## PASSAGE PROVIDED

A Christian University in Sioux Center, Iowa, is teaching students during their worship time about the new political definition of Gender, saying that Gender is an internal expression of how a person feels at the time.
“Gender is about clothing, interests, and mannerisms,” the instructor said on Wednesday at Chapel during a sermon tilted Sex/Gender and the Bible from the book Grace, and Truth.
Chapel time is a time meant for students to “reflect as a Christian community on contemporary issues”, according to the Dordt University website.
The purpose of the Book by Dr. Preston Sprinkles, according to his website is to” introduce Christians to LGBT+ people, the language to use and avoid, a theologically faithful view of marriage and sexuality, and practical guidance on how to embody the love of Christ toward sexual and gender minorities.”
From the Dordt instructor, “Sex simply means Biological Sex. It is self-evident. Sexual anatomy, hormones and chromosomes. Reproductive Organs”
“Gender is often confused and misused. Your own internal self of self, who you are on the inside, how you express yourself with clothing and mannerisms and interests you have a well, cultural expectations and Biological Sex. Gender is cultural, ” he said.

## LISTED RECORDS
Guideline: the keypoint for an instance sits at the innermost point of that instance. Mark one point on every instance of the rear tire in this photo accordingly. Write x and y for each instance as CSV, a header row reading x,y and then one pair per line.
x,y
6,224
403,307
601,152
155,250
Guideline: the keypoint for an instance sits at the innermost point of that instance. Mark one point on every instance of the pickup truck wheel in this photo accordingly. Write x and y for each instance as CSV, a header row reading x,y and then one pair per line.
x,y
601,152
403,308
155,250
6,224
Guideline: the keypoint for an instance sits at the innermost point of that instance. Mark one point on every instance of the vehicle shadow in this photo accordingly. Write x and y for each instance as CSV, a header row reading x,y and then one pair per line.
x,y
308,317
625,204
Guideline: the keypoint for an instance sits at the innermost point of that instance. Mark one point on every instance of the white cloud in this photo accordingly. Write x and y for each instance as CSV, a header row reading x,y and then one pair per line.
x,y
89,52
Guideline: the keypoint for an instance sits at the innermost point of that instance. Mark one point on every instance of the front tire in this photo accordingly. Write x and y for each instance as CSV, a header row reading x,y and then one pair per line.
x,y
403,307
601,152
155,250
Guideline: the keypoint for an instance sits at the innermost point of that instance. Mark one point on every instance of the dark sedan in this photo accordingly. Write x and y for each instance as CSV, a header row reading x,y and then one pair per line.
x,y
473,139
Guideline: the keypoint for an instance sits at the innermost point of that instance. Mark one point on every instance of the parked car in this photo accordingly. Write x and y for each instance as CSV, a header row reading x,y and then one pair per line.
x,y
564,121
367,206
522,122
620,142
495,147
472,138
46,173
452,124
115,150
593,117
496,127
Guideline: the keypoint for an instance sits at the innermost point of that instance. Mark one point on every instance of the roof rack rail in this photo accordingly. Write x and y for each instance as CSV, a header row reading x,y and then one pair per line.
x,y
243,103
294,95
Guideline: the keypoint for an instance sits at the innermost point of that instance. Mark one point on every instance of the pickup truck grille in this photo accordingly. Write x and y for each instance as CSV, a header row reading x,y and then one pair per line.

## YOUR TASK
Reproduce word for word the part of the passage about the Dordt University chapel talk between "A Christian University" and "Dordt University website.", inclusive.

## FINISHED EXERCISE
A Christian University in Sioux Center, Iowa, is teaching students during their worship time about the new political definition of Gender, saying that Gender is an internal expression of how a person feels at the time.
“Gender is about clothing, interests, and mannerisms,” the instructor said on Wednesday at Chapel during a sermon tilted Sex/Gender and the Bible from the book Grace, and Truth.
Chapel time is a time meant for students to “reflect as a Christian community on contemporary issues”, according to the Dordt University website.